■ The data:

_ _ _ _

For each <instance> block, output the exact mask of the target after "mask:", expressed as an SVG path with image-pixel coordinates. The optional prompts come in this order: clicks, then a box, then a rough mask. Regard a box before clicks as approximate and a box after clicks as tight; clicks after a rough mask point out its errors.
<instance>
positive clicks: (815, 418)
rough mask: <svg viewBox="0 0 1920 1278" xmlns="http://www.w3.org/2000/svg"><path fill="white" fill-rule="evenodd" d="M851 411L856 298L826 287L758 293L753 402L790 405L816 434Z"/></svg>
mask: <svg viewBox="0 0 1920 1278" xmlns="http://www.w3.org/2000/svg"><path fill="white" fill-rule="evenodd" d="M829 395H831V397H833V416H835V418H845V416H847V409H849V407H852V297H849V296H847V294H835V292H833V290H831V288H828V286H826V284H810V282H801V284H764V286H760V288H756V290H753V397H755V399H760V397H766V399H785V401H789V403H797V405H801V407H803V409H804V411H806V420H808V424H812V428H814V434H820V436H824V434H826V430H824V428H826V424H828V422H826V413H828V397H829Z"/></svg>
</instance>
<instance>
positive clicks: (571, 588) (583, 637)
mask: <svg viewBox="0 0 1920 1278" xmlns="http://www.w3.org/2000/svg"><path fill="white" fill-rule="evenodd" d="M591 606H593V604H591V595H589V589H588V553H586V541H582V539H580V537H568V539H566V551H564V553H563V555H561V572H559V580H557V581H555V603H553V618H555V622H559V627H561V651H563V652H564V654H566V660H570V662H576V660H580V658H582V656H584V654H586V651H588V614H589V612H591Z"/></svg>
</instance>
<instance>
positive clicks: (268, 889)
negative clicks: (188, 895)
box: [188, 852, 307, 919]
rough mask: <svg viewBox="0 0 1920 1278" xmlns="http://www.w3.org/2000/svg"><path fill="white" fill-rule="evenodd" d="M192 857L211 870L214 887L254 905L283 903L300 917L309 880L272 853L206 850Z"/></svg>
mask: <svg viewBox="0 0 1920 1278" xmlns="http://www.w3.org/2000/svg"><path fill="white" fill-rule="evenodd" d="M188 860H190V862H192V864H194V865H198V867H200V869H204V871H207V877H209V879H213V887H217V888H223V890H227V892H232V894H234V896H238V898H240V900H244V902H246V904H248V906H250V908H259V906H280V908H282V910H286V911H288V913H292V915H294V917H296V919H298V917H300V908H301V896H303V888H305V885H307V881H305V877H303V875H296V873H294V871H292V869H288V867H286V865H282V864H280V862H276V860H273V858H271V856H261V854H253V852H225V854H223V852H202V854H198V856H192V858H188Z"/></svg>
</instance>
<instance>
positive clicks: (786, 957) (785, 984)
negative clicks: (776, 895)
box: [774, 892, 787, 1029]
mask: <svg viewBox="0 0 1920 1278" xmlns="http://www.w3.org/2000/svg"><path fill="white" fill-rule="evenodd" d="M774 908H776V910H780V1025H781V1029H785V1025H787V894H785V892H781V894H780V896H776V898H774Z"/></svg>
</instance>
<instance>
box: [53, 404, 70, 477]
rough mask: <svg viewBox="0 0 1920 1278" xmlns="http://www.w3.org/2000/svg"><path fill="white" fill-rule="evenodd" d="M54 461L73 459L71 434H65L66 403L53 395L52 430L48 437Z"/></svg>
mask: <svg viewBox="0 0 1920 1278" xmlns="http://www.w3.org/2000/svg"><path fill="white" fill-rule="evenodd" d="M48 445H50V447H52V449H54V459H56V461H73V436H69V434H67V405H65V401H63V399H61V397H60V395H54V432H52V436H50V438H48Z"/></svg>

_ _ _ _

■ Work item:
Recast all the entries above as a Markdown table with two columns, Row and Line. Give each line its own numbered row and omit blank lines.

■ Your response:
| Row | Line |
|---|---|
| 1 | For each <instance> block, output the exact mask of the target after "mask:", expressed as an SVG path with image-pixel coordinates. The optional prompts come in this order: clicks, then a box, then a rough mask. Regard a box before clicks as approximate and a box after clicks as tight; clicks after a rough mask point out its errors. |
| 2 | <instance> |
| 3 | positive clicks: (815, 418) |
| 4 | rough mask: <svg viewBox="0 0 1920 1278" xmlns="http://www.w3.org/2000/svg"><path fill="white" fill-rule="evenodd" d="M851 411L856 298L826 287L758 293L753 402L790 405L816 434Z"/></svg> |
| 5 | mask: <svg viewBox="0 0 1920 1278" xmlns="http://www.w3.org/2000/svg"><path fill="white" fill-rule="evenodd" d="M829 395H831V397H833V416H835V418H845V416H847V409H849V407H852V297H849V296H847V294H835V292H833V290H831V288H828V286H826V284H810V282H801V284H764V286H760V288H756V290H753V397H755V399H760V397H766V399H785V401H789V403H797V405H801V407H803V409H804V411H806V420H808V424H812V428H814V434H820V436H824V434H826V430H824V428H826V424H828V422H826V413H828V397H829Z"/></svg> |
| 6 | </instance> |
| 7 | <instance> |
| 8 | positive clicks: (571, 588) (583, 637) |
| 9 | mask: <svg viewBox="0 0 1920 1278" xmlns="http://www.w3.org/2000/svg"><path fill="white" fill-rule="evenodd" d="M591 606H593V604H591V595H589V589H588V553H586V541H582V539H580V537H568V539H566V551H564V553H563V555H561V572H559V580H557V581H555V603H553V618H555V622H559V627H561V651H563V652H564V654H566V660H570V662H576V660H580V658H582V656H584V654H586V651H588V614H589V612H591Z"/></svg> |
| 10 | </instance> |
| 11 | <instance> |
| 12 | positive clicks: (268, 889) |
| 13 | negative clicks: (188, 895) |
| 14 | box: [188, 852, 307, 919] |
| 15 | rough mask: <svg viewBox="0 0 1920 1278" xmlns="http://www.w3.org/2000/svg"><path fill="white" fill-rule="evenodd" d="M192 857L211 870L214 887L254 905L283 903L300 917L309 880L272 853L206 850Z"/></svg> |
| 16 | mask: <svg viewBox="0 0 1920 1278" xmlns="http://www.w3.org/2000/svg"><path fill="white" fill-rule="evenodd" d="M188 860H190V862H192V864H194V865H198V867H200V869H204V871H207V877H209V879H213V887H217V888H223V890H227V892H232V894H234V896H238V898H240V900H244V902H246V904H248V906H250V908H259V906H280V908H282V910H286V911H288V913H292V915H294V917H296V919H298V917H300V908H301V896H303V888H305V885H307V881H305V877H303V875H296V873H294V871H292V869H288V867H286V865H282V864H280V862H276V860H273V858H271V856H261V854H253V852H225V854H223V852H202V854H198V856H192V858H188Z"/></svg> |
| 17 | </instance> |
| 18 | <instance> |
| 19 | positive clicks: (786, 957) (785, 984) |
| 20 | negative clicks: (776, 895) |
| 21 | box: [774, 892, 787, 1029] |
| 22 | mask: <svg viewBox="0 0 1920 1278" xmlns="http://www.w3.org/2000/svg"><path fill="white" fill-rule="evenodd" d="M774 908H776V910H780V1025H781V1029H785V1025H787V894H785V892H781V894H780V896H776V898H774Z"/></svg> |
| 23 | </instance> |
| 24 | <instance> |
| 25 | box: [53, 404, 70, 477] |
| 26 | rough mask: <svg viewBox="0 0 1920 1278" xmlns="http://www.w3.org/2000/svg"><path fill="white" fill-rule="evenodd" d="M54 461L73 459L71 434H65L66 403L53 395L52 430L48 437Z"/></svg> |
| 27 | mask: <svg viewBox="0 0 1920 1278" xmlns="http://www.w3.org/2000/svg"><path fill="white" fill-rule="evenodd" d="M48 445H50V447H52V449H54V459H56V461H73V436H69V434H67V405H65V401H63V399H61V397H60V395H54V432H52V436H50V438H48Z"/></svg> |